-- Page excerpt start --

Thursday, December 4, 2014

4th of December 2014

Today in the class of Social Sciences....

At first, the teacher Paqui which students have failed the proyects of the Baroque Art and she said that the proyects that for checking.

Then the teacher has said that we had to check the activities of the other day, 19 and 20, Lucia and Jose María have corrected the exercises, respectively.

Then the teacher has explained the Ferdinand VI's reign, he modernized the navy and the control of the Indies. We have spoken too, about the Charles III's reign, of the Esquilache Riots ( the privileged instigated the people's revolt using the new hygine and public orden ordinanzes as pretext. We have seen some photos of this. Charles III dimissed Esquilache and expelled the Jesuits, ( they have been accused of having participated in the riots) but he went an with reforms.

Then we have defined regalism which waa a  reinforcement of the power of the monarchs over the Church, imposing their authority over religious orders and the herarchy of the Church.

Then we have spoked about the Jesuits: their obedience to the Pope was seen as a  to the absolute power of kings. That's why they were expelled from countries. The teacher have recommended the film of the Mission, about the defense of the Jesuits of the indigenous peoples of the Indies. They have to obey 4 vows , charity, poverty and and direct obedience to the Pope.

Then we have copied a scheme of Charles III. And then the teacher Paqui have said thaht we had to finish the scheme in class

Here, I post some vocabulary, that we have copied:

-To instigate:instigar, azuzar

-Society of Jesus: Compañía de Jesús

-Escape valve:válvula de escape

-To fire: despedir

-Resign: dimitir

-Threat: amenaza

-To threaten: amenazar

Portrait of Charles III                                                                 Portrait of Ferdinand VI


Goodbye !

-- Page excerpt end --
-- Given material start --

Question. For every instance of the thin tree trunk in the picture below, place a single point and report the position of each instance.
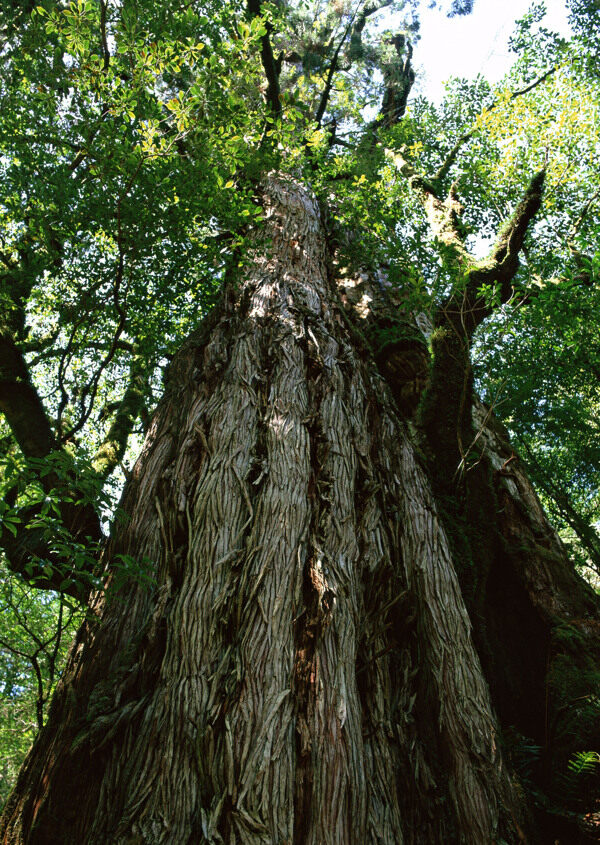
(303, 669)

-- Given material end --

## Exercises to complete
[1] Rewrite the paragraph of the Social Sciences class post that begins "Then the teacher has explained the Ferdinand VI's reign" as a short bulleted list that keeps its main facts.
[2] Write a continuation of the Social Sciences class post, picking up after its final line.

## Outputs for the tasks
[1]
- Ferdinand VI modernized the navy and the control of the Indies.
- The class also discussed the reign of Charles III and the Esquilache Riots.
- The privileged instigated the people's revolt, using the new hygiene and public order ordinances as a pretext.
- The class saw some photos of this.
- Charles III dismissed Esquilache and expelled the Jesuits, who were accused of taking part in the riots.
- He still went on with his reforms.

[2]
Tuesday, December 2, 2014

Tuesday, 2nd of December.

Hi everybody!

Today in the class we have started finishing correcting the scheme of the Enlightened Reformation about the Charles III reforms and we have seen them in the presentation.

-Expulsion of the Jesuits
-Colonization of new lands. Paqui has explained us that Charles III colonized some territories around Sierra Morena, that means that he started cultivating there.
-Limitation of the Mesta privileges.
-He supported the economic development.
-He made educational reforms.
-He declared honesty to all the professions.
-Reports on the agrarian reform.
-Free trade with the Indies.
-Liberalization of the price of wheat.

We've learnt too that when Charles III died, his son Charles IV became the new king. His father adviced him too keep Aranda and Floridablanca as ministers. But his rule was conditioned by the French Revolution.

With that we've finished the Unit 2 and we have started with the Unit 3: The French Revolution and Restoration. The main parts of this unit are:

1. The French Revolution.
2. The Congress of Vienna and restoration.
3. The revolutionary ideologies: nationalism and liberalism.
4. The revolutionary waves of 1820, 1830 and 1848.
5. Spain during the French Revolution and restoration.

Also Paqui has told us some homeworks for tomorrow: we have to read until the Constitutional Monarchy and we have to do the exercices 1-5 on page 22.

The words for the journal are:

-Mesta: association of stockbreaders which defended and promoted their activity.
-Tariff: arancel.
-Report: reforma.
-Proffesional school: instituto de formación profesional.
-Tennis court oath: juramento del juego de pelota.
-Estates General: Estados Generales (cortes in France).
-Books of grievences: cuadernos de quejas.

Bye, see you in class!

2nd December (Tuesday).

Hi, It's me again!
 I'm going to tell you what I have done today in social sciences lesson. At  first we have corrected the homework: A scheme about the War of Spanish Succession, the main causes of that were that as Charles II died without direct descendants in his testament and he appointed Philip of Anjou as king but other European countries didn't like this idea because of the French Absolutism and they proposed another candidate to the throne: Archduke Charles of Austria. In the peninsula Castile supported Philip and Aragón supported the archduke Charles
The development of the war was the following:

  • There were equal forces for both sides 
  • In 1705 The British invaded Gibraltar and Minorca
  • In 1707 the French Castilian Army defeated those who opposed the archduke Charles in Almansa
  • In 1713 The archduke Charles became emperor and fearing Austria´s reinforcement, the European powers looked for an agreement to end the war and they signed the treaty of Utrecht.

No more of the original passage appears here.